29.5.2009   

DE

Amtsblatt der Europäischen Union

L 132/11


ENTSCHEIDUNG DES RATES

vom 27. April 2009

zur Feststellung nach Artikel 104 Absatz 8 des Vertrags, ob das Vereinigte Königreich aufgrund der am 8. Juli 2008 nach Artikel 104 Absatz 7 des Vertrags ergangenen Empfehlung des Rates wirksame Maßnahmen getroffen hat

(2009/409/EG)

DER RAT DER EUROPÄISCHEN UNION —

gestützt auf den Vertrag zur Gründung der Europäischen Gemeinschaft, insbesondere auf Artikel 104 Absatz 8,

auf Empfehlung der Kommission,

in Erwägung nachstehender Gründe:

(1)

Nach Artikel 104 des Vertrags haben die Mitgliedstaaten übermäßige öffentliche Defizite zu vermeiden.

(2)

Gemäß Ziffer 5 des Protokolls über einige Bestimmungen betreffend das Vereinigte Königreich Großbritannien und Nordirland gilt die nach Artikel 104 Absatz 1 des Vertrags bestehende Verpflichtung zur Vermeidung übermäßiger öffentlicher Defizite nicht für das Vereinigte Königreich, es sei denn, es geht zur dritten Stufe der Wirtschafts- und Währungsunion über (1). In der zweiten Stufe muss das Vereinigte Königreich nach Artikel 116 Absatz 4 des Vertrags bemüht sein, übermäßige Defizite zu vermeiden.

(3)

Der Stabilitäts- und Wachstumspakt beruht auf dem Ziel einer gesunden öffentlichen Finanzlage als Mittel zur Verbesserung der Voraussetzungen für Preisstabilität und ein kräftiges tragfähiges Wachstum, das der Schaffung von Arbeitsplätzen förderlich ist. Zum Stabilitäts- und Wachstumspakt gehört die Verordnung (EG) Nr. 1467/97 des Rates vom 7. Juli 1997 über die Beschleunigung und Klärung der Umsetzung des Verfahrens bei einem übermäßigen Defizit (2), die verabschiedet wurde, um die umgehende Korrektur übermäßiger gesamtstaatlicher Defizite zu fördern.

(4)

Die Reform von 2005 sollte die Effizienz und die wirtschaftlichen Grundlagen des Stabilitäts- und Wachstumspakts stärken und die langfristige Tragfähigkeit der öffentlichen Finanzen gewährleisten. Insbesondere sollte sichergestellt werden, dass der wirtschaftliche und budgetäre Hintergrund auf allen Stufen des Defizitverfahrens in vollem Umfang berücksichtigt wird. Auf diese Weise bietet der Stabilitäts- und Wachstumspakt einen Rahmen, der die Politik der Regierungen zur umgehenden Wiederherstellung einer soliden Haushaltsposition mit Rücksicht auf die Wirtschaftslage unterstützt.

Aufgabe.
Schreiben Sie aus der Ratsentscheidung oben die Stelle wörtlich ab, die bei den Worten „in Erwägung nachstehender“ beginnt, und hören Sie nach „übermäßige Defizite zu vermeiden.“ auf.

Einträge.
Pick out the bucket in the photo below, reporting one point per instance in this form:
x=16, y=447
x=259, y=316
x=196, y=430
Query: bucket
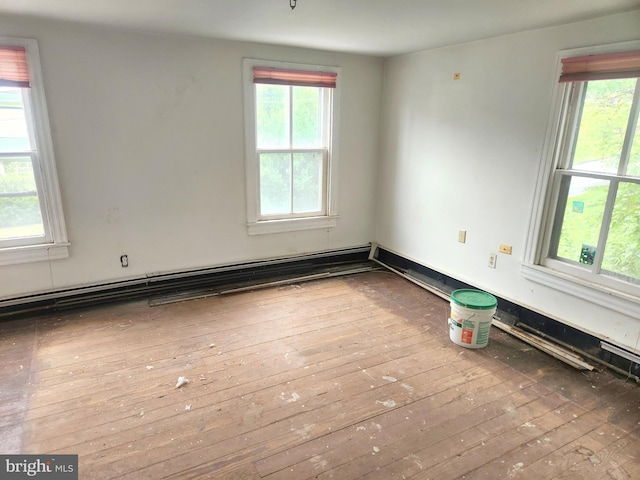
x=470, y=320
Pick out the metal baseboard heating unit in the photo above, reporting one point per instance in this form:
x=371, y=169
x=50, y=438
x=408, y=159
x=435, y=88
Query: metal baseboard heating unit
x=620, y=352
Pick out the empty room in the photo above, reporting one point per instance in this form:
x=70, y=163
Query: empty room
x=295, y=239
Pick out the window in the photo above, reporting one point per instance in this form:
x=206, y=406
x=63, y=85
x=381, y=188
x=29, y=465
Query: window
x=31, y=221
x=590, y=230
x=290, y=135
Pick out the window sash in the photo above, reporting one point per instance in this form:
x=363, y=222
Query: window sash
x=323, y=187
x=570, y=123
x=29, y=239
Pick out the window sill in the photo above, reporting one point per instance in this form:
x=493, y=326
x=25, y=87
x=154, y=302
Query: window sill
x=620, y=302
x=33, y=253
x=291, y=225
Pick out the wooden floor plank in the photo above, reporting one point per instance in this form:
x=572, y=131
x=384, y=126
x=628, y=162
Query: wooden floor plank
x=349, y=377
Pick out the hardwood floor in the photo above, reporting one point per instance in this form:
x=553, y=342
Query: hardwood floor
x=349, y=377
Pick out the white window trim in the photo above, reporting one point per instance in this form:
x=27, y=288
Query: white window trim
x=55, y=244
x=256, y=226
x=623, y=300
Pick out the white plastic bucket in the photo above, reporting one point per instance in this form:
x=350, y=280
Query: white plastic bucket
x=471, y=315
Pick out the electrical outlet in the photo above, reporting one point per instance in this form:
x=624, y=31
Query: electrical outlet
x=506, y=249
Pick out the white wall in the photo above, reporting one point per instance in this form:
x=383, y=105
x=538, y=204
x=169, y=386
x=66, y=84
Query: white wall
x=148, y=135
x=465, y=154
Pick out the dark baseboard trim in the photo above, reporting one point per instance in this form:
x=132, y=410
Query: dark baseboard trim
x=198, y=283
x=516, y=315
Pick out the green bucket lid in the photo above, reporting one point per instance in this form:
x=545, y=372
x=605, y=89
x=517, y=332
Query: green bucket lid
x=474, y=299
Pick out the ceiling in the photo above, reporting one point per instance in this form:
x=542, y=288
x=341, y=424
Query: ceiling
x=371, y=27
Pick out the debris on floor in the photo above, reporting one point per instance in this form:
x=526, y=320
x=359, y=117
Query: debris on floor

Antwort.
in Erwägung nachstehender Gründe:

(1)

Nach Artikel 104 des Vertrags haben die Mitgliedstaaten übermäßige öffentliche Defizite zu vermeiden.

(2)

Gemäß Ziffer 5 des Protokolls über einige Bestimmungen betreffend das Vereinigte Königreich Großbritannien und Nordirland gilt die nach Artikel 104 Absatz 1 des Vertrags bestehende Verpflichtung zur Vermeidung übermäßiger öffentlicher Defizite nicht für das Vereinigte Königreich, es sei denn, es geht zur dritten Stufe der Wirtschafts- und Währungsunion über (1). In der zweiten Stufe muss das Vereinigte Königreich nach Artikel 116 Absatz 4 des Vertrags bemüht sein, übermäßige Defizite zu vermeiden.